◆ **Directions**:
Within the records below, reproduce without change the lines from the line that has "TARGET = gray and white blanket" through the line that has "TARGET = dog's leg", and only those.

◆ **Source information**:

-*-*-

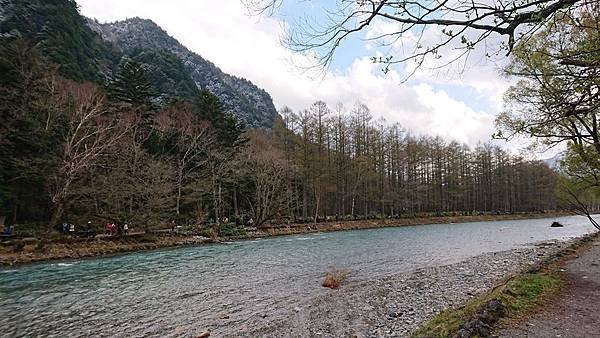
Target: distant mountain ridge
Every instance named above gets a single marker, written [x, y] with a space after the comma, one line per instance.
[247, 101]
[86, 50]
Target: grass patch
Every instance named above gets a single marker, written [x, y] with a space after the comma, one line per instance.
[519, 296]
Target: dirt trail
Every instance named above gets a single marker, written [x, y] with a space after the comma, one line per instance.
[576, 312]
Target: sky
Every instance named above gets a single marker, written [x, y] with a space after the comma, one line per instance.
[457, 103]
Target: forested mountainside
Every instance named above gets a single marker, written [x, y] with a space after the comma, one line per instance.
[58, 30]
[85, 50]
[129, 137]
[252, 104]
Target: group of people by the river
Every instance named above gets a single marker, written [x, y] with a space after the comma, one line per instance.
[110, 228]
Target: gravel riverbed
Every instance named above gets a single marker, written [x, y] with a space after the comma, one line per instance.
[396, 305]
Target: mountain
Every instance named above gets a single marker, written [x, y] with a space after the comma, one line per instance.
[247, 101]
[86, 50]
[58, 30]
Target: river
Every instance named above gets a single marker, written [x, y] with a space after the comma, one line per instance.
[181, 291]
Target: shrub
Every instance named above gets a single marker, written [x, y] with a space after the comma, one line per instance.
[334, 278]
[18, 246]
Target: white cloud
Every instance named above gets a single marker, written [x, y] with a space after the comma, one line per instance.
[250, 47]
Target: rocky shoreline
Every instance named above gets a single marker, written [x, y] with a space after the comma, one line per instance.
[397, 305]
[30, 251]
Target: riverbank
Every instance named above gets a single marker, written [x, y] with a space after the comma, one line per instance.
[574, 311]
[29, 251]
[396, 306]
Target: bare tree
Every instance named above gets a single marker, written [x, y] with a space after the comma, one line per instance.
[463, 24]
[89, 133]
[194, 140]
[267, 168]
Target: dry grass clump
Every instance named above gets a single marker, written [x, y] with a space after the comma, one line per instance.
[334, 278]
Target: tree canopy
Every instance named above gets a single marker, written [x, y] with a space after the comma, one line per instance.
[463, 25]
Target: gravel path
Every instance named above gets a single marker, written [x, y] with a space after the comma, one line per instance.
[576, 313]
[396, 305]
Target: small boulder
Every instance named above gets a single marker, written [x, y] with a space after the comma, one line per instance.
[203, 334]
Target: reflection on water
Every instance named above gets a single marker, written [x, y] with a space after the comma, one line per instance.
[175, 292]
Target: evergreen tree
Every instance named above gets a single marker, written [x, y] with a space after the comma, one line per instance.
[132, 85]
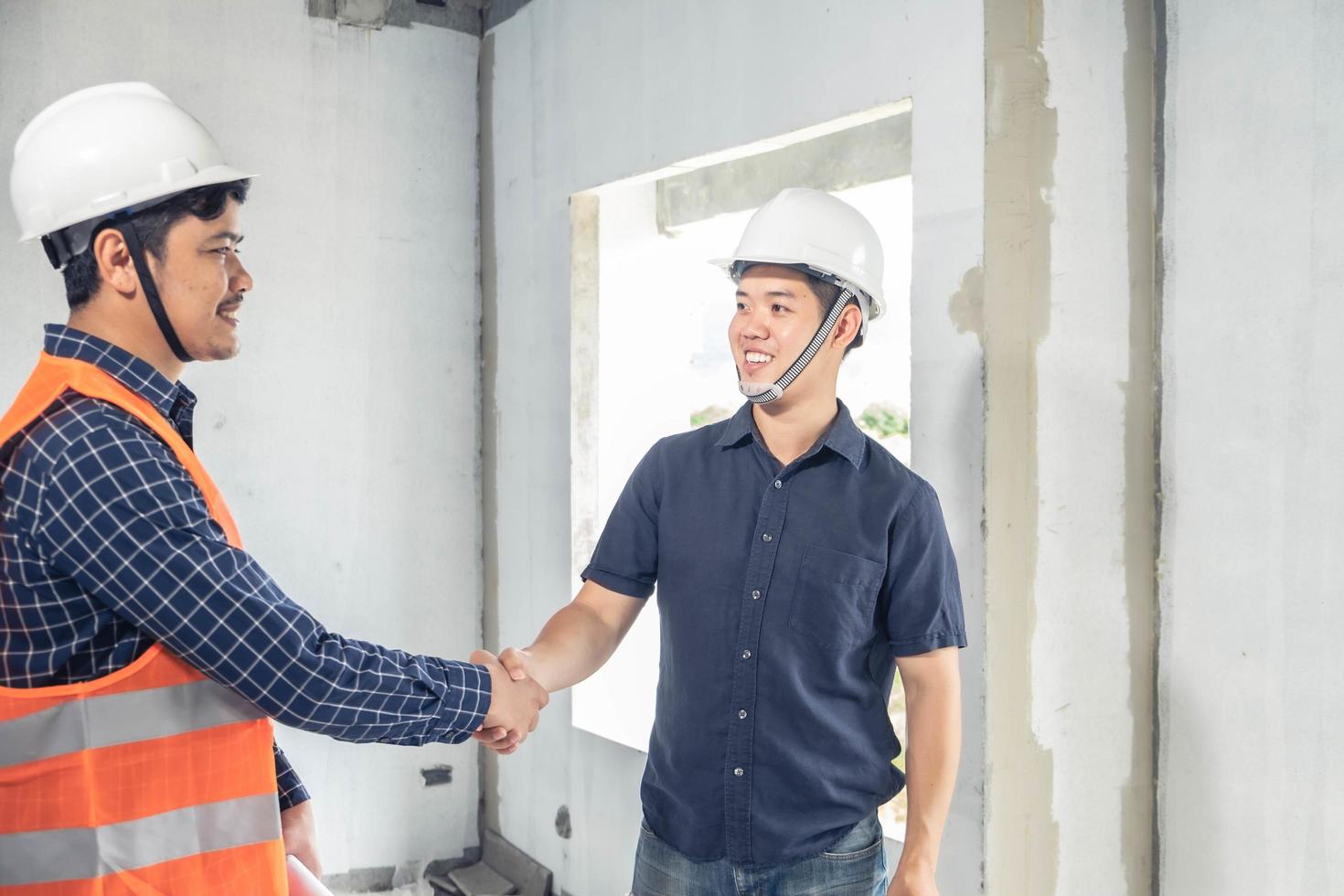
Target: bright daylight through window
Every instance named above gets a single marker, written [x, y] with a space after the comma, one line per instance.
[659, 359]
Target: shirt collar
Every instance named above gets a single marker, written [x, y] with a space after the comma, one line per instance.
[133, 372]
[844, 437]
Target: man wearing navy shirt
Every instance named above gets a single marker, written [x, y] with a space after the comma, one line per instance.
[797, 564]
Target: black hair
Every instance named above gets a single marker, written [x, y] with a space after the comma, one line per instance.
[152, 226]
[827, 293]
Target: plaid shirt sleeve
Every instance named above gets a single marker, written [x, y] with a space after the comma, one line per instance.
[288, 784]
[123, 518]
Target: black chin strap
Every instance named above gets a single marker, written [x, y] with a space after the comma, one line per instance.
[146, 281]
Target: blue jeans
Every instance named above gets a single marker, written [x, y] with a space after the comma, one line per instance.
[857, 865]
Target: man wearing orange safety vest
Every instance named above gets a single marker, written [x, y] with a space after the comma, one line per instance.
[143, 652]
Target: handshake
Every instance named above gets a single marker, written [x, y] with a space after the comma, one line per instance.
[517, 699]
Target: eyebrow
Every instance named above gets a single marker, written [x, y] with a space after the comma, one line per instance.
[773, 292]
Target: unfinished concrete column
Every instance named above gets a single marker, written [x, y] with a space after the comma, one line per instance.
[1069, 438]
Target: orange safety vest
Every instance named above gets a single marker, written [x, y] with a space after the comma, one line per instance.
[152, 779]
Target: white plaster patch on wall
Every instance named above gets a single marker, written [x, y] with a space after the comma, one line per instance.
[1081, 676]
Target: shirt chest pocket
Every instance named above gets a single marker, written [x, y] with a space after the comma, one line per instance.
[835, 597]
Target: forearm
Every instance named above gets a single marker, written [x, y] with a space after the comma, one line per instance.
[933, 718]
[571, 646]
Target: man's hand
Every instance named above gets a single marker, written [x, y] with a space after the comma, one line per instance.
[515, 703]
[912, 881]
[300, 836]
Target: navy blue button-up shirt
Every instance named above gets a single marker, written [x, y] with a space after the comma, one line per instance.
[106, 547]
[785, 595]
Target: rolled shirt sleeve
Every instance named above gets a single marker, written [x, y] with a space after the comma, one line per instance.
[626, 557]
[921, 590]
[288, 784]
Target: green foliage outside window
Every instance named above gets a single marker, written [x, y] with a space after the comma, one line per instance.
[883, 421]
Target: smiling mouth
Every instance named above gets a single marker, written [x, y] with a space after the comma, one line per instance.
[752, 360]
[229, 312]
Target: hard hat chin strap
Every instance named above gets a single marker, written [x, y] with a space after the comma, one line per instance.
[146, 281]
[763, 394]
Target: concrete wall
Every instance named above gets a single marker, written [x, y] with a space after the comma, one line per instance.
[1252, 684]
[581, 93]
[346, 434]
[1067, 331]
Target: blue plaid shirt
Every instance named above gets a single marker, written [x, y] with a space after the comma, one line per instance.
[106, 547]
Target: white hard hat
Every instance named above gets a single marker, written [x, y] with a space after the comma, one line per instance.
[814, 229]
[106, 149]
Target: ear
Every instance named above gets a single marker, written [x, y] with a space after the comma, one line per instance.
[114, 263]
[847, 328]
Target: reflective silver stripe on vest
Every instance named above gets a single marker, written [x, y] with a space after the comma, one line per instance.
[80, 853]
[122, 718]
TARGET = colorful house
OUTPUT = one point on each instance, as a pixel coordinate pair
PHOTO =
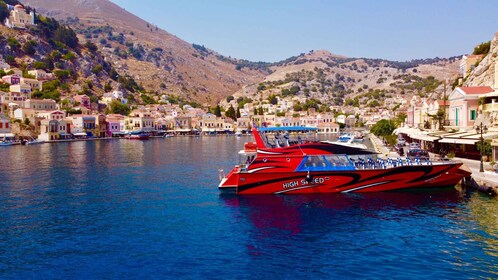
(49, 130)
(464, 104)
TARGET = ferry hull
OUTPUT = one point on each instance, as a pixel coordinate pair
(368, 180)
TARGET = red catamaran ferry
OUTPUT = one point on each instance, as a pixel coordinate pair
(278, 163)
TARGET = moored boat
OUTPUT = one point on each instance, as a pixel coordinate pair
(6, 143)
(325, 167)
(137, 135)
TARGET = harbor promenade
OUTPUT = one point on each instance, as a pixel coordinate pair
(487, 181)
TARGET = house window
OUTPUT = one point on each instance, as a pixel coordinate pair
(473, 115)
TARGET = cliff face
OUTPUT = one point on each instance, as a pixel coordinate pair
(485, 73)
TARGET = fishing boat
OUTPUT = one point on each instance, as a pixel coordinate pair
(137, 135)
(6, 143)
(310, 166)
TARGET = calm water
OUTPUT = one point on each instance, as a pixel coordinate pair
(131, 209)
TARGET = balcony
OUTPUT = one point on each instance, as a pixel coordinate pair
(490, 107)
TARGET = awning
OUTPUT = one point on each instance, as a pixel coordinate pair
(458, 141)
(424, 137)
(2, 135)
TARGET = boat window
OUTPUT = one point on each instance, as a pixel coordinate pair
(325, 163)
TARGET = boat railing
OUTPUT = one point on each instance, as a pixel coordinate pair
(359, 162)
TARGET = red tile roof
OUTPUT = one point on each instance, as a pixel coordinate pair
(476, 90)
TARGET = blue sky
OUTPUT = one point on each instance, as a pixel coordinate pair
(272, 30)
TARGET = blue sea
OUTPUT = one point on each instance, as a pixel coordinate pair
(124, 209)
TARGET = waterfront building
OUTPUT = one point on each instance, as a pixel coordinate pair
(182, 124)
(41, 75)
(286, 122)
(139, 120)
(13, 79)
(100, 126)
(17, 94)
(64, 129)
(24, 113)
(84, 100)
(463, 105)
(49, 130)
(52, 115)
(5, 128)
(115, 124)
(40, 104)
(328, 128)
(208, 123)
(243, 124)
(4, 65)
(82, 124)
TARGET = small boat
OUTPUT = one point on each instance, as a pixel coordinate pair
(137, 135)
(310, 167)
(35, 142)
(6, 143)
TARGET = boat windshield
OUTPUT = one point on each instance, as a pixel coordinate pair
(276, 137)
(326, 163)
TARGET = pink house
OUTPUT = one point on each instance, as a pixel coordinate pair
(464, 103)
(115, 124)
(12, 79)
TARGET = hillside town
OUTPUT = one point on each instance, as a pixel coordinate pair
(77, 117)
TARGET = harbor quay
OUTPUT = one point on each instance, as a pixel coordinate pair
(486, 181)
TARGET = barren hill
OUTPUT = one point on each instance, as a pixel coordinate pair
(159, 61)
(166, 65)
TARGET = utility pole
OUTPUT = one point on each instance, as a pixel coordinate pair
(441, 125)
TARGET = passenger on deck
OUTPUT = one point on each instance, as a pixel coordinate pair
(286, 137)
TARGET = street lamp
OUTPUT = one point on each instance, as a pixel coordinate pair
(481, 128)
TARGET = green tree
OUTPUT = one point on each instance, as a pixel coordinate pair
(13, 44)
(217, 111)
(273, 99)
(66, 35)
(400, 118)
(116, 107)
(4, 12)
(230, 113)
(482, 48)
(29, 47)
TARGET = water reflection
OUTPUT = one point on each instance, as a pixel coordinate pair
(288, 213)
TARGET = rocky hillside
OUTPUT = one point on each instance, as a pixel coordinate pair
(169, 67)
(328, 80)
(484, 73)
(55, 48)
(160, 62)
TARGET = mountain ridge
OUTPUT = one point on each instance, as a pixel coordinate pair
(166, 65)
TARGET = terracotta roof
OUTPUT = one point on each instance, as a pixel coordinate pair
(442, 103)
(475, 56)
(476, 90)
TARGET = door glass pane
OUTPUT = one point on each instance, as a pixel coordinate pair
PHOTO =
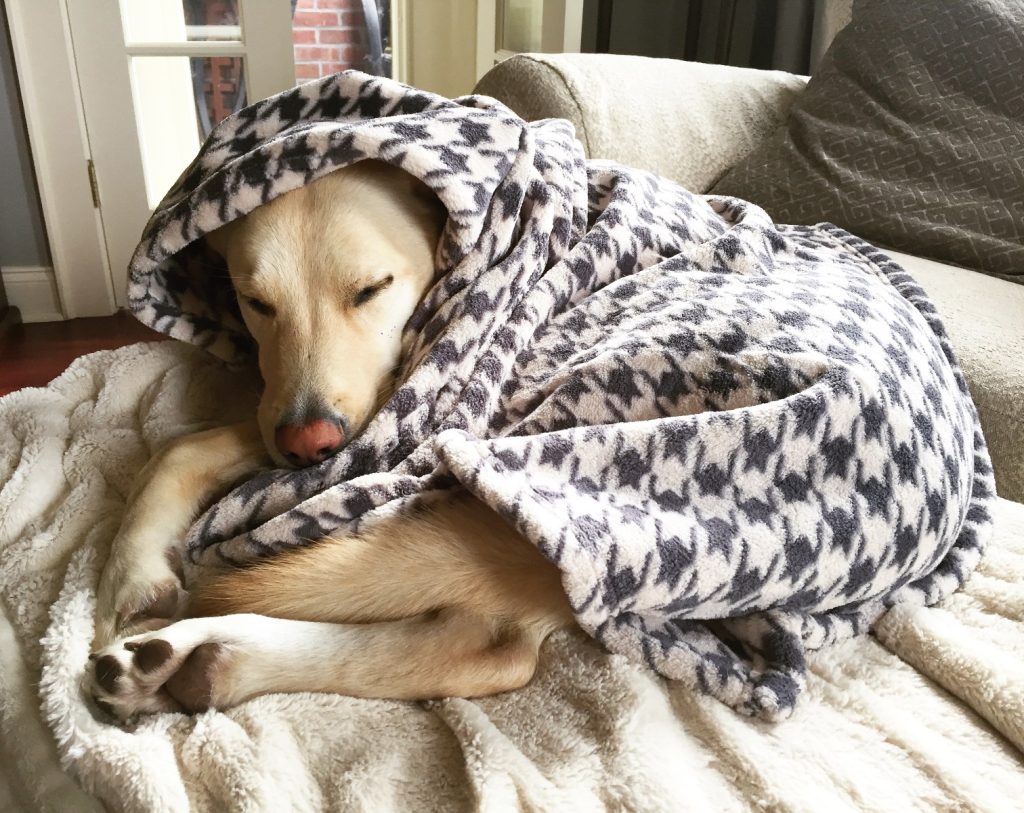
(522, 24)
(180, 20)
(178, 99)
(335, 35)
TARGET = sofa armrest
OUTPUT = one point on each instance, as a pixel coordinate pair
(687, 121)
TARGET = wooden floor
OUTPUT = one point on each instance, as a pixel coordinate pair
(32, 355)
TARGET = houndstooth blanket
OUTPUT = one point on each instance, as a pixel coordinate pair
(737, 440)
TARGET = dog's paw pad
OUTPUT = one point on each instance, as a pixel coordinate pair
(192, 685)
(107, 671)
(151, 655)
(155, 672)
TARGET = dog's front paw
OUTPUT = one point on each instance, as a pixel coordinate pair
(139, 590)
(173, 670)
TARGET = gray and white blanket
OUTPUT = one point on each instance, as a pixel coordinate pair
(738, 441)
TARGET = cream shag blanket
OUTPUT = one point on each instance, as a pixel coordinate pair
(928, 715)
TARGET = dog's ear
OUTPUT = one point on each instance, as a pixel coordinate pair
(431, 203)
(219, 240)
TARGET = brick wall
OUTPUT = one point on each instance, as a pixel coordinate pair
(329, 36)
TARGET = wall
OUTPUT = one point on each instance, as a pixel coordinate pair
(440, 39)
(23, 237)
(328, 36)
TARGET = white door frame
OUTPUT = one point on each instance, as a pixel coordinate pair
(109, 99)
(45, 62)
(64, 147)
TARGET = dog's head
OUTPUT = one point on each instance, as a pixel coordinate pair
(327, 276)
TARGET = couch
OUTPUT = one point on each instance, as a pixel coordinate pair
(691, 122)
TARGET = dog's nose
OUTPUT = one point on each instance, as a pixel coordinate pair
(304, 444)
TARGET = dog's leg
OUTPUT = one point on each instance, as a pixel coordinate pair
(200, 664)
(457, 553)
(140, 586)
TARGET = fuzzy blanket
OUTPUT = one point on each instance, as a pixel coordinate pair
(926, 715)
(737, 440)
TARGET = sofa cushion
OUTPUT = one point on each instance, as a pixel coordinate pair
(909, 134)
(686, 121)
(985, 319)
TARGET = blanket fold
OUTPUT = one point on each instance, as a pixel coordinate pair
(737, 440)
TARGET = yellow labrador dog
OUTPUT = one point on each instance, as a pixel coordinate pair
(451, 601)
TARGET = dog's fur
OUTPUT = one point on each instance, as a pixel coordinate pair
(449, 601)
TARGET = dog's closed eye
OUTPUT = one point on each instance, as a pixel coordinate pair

-*-*-

◆ **Your solution**:
TARGET = gray and white blanket
OUTPUT = one point on each instance, as a pixel coordinate pair
(738, 441)
TARGET = cream shag blanket
OUTPUT = one point on each instance, as a pixel coordinate pair
(928, 715)
TARGET = dog's ear
OUTPUT = one point on each instance, as a pixel coordinate pair
(431, 203)
(219, 240)
TARGET = brick wall
OUTPUT = one point on each instance, as a pixel coordinate pair
(329, 36)
TARGET = wall
OUTPUT = one point on each instance, as a pixel coordinate pair
(440, 39)
(23, 237)
(328, 36)
TARGET = white door frame
OUTPUT = one point on each instance, as a pixel coordinate pair
(109, 99)
(45, 62)
(64, 147)
TARGET = dog's head
OUTPUT = one point on each instance, as a pixel coordinate pair
(327, 276)
TARGET = couch
OUTPUT = one point on each instance, as a pixel coordinate pair
(691, 122)
TARGET = dog's nose
OUTPUT = one point on each instance, as a pixel coordinate pair
(304, 444)
TARGET = dog's leg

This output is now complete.